- WHAT YOU NEED TO DO
1. Rewrite the bookseller's blog post starting with "I am going to" and going on through "Fiction, Non-Fiction, Children's.", putting "heaps" in place of "piles".
2. Go on with the blog post about clearing the bookselling work area, writing what follows its final sentence.

- SOURCE EXCERPT
↓

Saturday, September 23, 2006

Why these pictures are GOOD!

This was my shipping table early in September, cluttered, with packing materials, remains of previous packing and books to be listed or catalogued.

This was my shipping table a few days ago:
Why this is better is that it's cluttered with SOLD books, books awaiting packing and shipping. Books that have now been sent on their way. My shipping table and I are back in business!

In the other room, where I have a lot of books stored, as well as my main office desk, I also have the most appalling accumulation of personal books, magazines, catalogs, and PAPER. Bills, receipts, notes, bank statements and more. Way more.
But this picture is GOOD:

because what you see is Sorting-in-Progress. The magazines and catalogues in the picture are now in boxes in my car, from which they will be dropped off at the recycling center. The stack of boxes with the blue plastic basket on top is a centralized amassing of the Paper Clutter. I have already shredded a garbage bag full of bank statements and intend to go through these boxes a little bit each day - okay, who snorted and said, "yeah, right!"...???
I am going to do it as planned. Really.

This picture is good, because it used to look like this:

Not much difference?
I beg to differ. From six precariously stacked too-high piles of books placed willy-nilly (NOT good for book health at all) to two much shorter stacks and 3 boxes of books, sorted into my very general first sorting round of Fiction, Non-Fiction, Children's.

So. It may not seem like it, but I have definitely made some progress in the last few days, towards reclaiming my bookselling work area and in getting back to work in a small way.

↑

- INFORMATION PROVIDED
↓

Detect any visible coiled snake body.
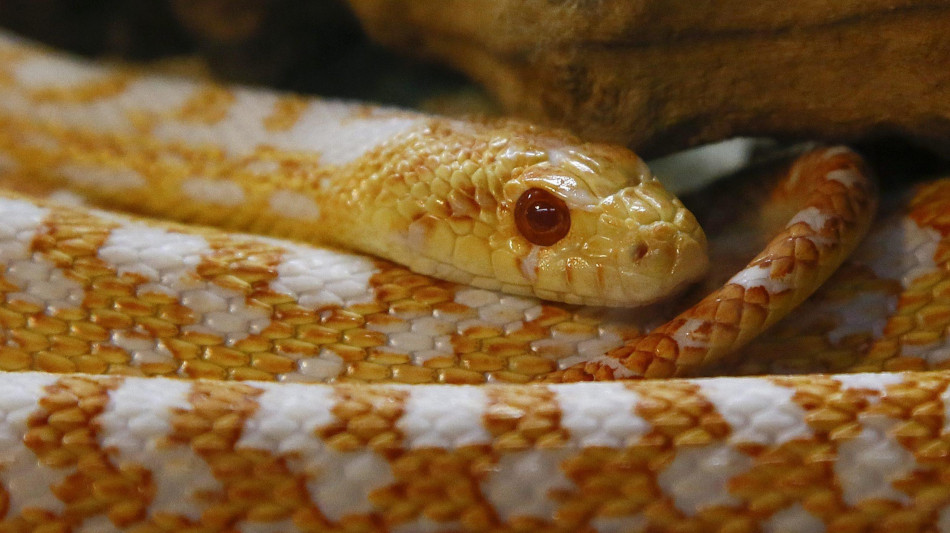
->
[0,31,950,532]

↑

- RESULTS IN ORDER
1.
I am going to do it as planned. Really.

This picture is good, because it used to look like this:

Not much difference?
I beg to differ. From six precariously stacked too-high heaps of books placed willy-nilly (NOT good for book health at all) to two much shorter stacks and 3 boxes of books, sorted into my very general first sorting round of Fiction, Non-Fiction, Children's.

2.
That's good!

Wednesday, September 20, 2006

I Really Have Started to De-Clutter Again

I think I actually really truly am back to work on getting through the clutter and disorganization of my house and life.

I hesitated to write this earlier, but I think I've broken through my grief malaise. Of course, I had to then break through the bedrock of my congenital malaise/procrastination issues.

And it's extra-hard now. I described it best in a note I wrote to a group of online friends, so I'll just copy that here:

".... I'm dealing with some tough times - 6 months since Patrick's death, he died right before the Spring Equinox, so now to me all the changes, the Equinoxes and Solstices contain a thread to his death. I'm also very close to letting go of my mini-van, which is where Patrick and I spent a huge amount of time together. It's in the shop now and I'll be giving it to Pat's roommate.

I'm also getting back to work, selling books on eBay and soon I may have a chance to sell in an open shop with one of my old colleagues. Getting back to work means I'm trying to make some order in my basement office, work and storage areas. As I've been working down there today, I've been finding so many reminders of Patrick, stray pictures, his old homeschooling journal from 1995....

And the layers and juxtaposition of papers, magazines, notes, receipts, etc., can be read like an archaeological dig -- it's painfully obvious how my life just stopped at certain points in the last 2 and a half years. Patrick's car wreck was November 22, 2004. I came across the Neilsen ratings material I was supposed to use on November 25, the Round Robin letter from my old group of friends in Miami that I initiated in 1992 when I moved here. It came the day of the accident and I forgot about it and I never answered it. The Robin died that day is what I thought when I finally remembered it had come. I hadn't even seen it fron that day until this.

This is work that must be done. This is letting go that must happen.

It's just really hard, though.
thanks for listening..."

What was interesting to me is that my break-through seemed to come with my finally clearing out the mini-van in preparation to give it away. Cleaning out the car is where I started this blog! There wasn't a lot of mess, but the car had boxes of things from cleaning out my mother's apartment months ago....

sigh.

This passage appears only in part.